Emergent Abilities
Emergent abilities are capabilities of large language models that appear abruptly and unpredictably when model scale crosses a threshold, rather than improving gradually with increased training. The term was popularized by Wei et al. (2022) who documented dozens of tasks on which smaller models perform at chance level while larger models suddenly achieve above-random accuracy. Examples include chain-of-thought reasoning, multi-step arithmetic, and translation between low-resource languages.
The concept is contested. Proponents argue that emergent abilities demonstrate a genuine phase transition in cognitive capability, suggesting that intelligence is a collective property of sufficiently large predictive systems rather than a feature that must be explicitly programmed. Critics counter that the appearance of emergence is an artifact of evaluation metrics — capabilities may improve smoothly in log-probability space while only becoming visible above a threshold when measured by discrete correctness. The debate hinges on whether emergence is an ontological property of the model or an epistemic property of the measurement.

*Directive*. Extend the passage above on emergent abilities in large language models, picking up after its last sentence.

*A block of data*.
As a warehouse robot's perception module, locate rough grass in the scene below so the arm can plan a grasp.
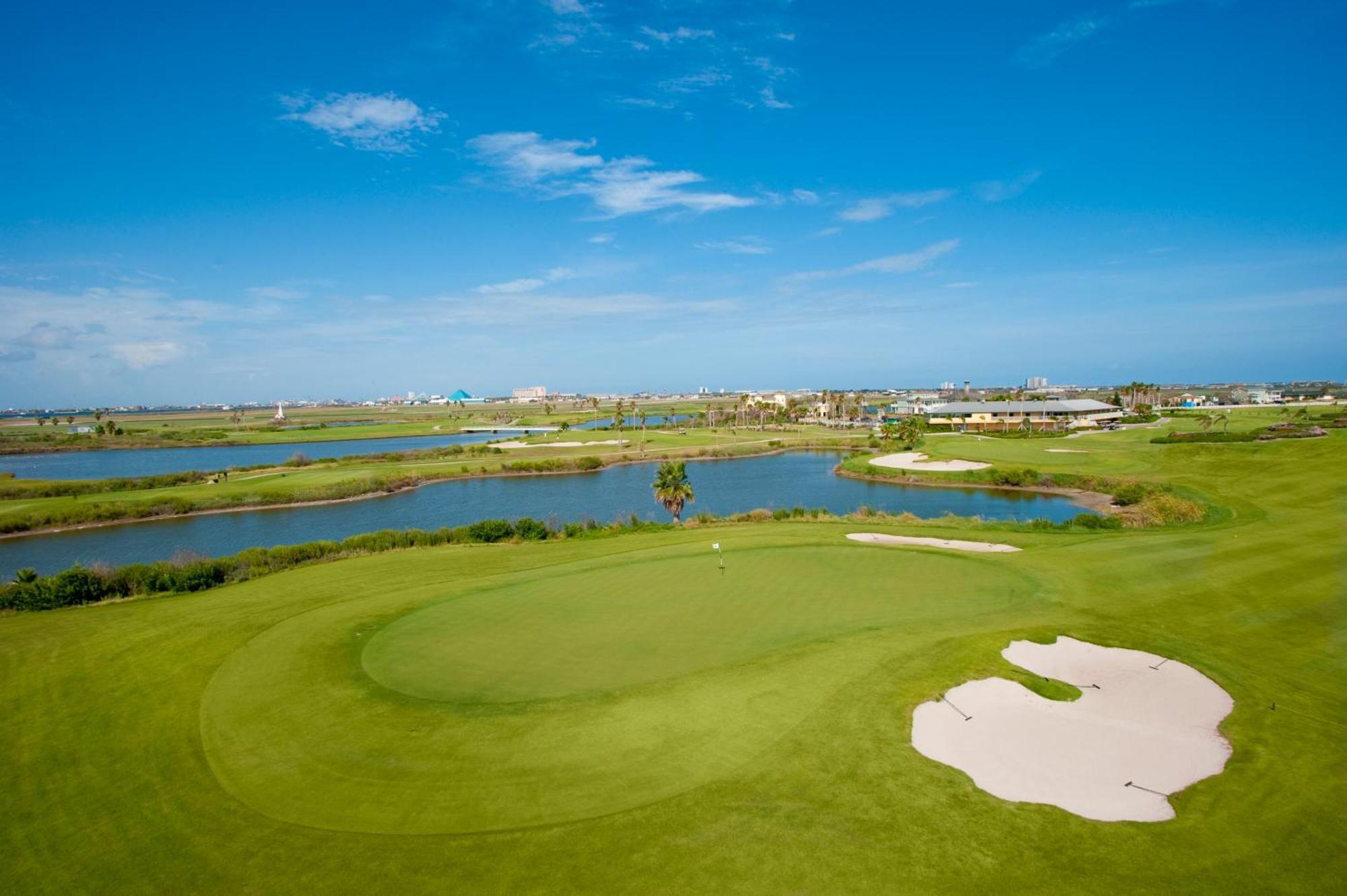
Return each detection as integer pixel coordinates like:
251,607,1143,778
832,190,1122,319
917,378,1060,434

*Reply*.
The systems-theoretic significance of emergent abilities lies in their challenge to reductionism. If a system's capabilities cannot be predicted from the properties of its components, then understanding the components is insufficient for understanding the system. This is the defining feature of strong emergence — and if large language models instantiate it, then artificial intelligence has become an empirical laboratory for one of philosophy's oldest disputes.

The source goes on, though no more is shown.